> WHAT YOU WILL DO
Count the lines in the data below that contain the string "church", and reply with only that number.

========================

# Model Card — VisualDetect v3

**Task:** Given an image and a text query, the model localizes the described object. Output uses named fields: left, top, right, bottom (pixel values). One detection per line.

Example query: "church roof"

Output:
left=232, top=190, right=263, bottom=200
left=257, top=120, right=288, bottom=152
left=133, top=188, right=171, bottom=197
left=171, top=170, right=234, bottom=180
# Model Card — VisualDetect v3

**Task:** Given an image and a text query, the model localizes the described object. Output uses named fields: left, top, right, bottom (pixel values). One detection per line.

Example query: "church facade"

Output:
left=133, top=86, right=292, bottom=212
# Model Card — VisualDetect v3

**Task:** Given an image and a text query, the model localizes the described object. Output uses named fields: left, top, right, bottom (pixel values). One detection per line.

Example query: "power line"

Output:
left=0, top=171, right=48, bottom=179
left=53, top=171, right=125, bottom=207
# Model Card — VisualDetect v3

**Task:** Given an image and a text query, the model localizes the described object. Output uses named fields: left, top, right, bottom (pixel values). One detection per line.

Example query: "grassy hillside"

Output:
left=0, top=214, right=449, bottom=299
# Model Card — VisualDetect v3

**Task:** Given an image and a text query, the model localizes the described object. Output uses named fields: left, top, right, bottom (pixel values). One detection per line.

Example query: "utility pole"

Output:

========================

> RESULT FOR THIS EXERCISE
2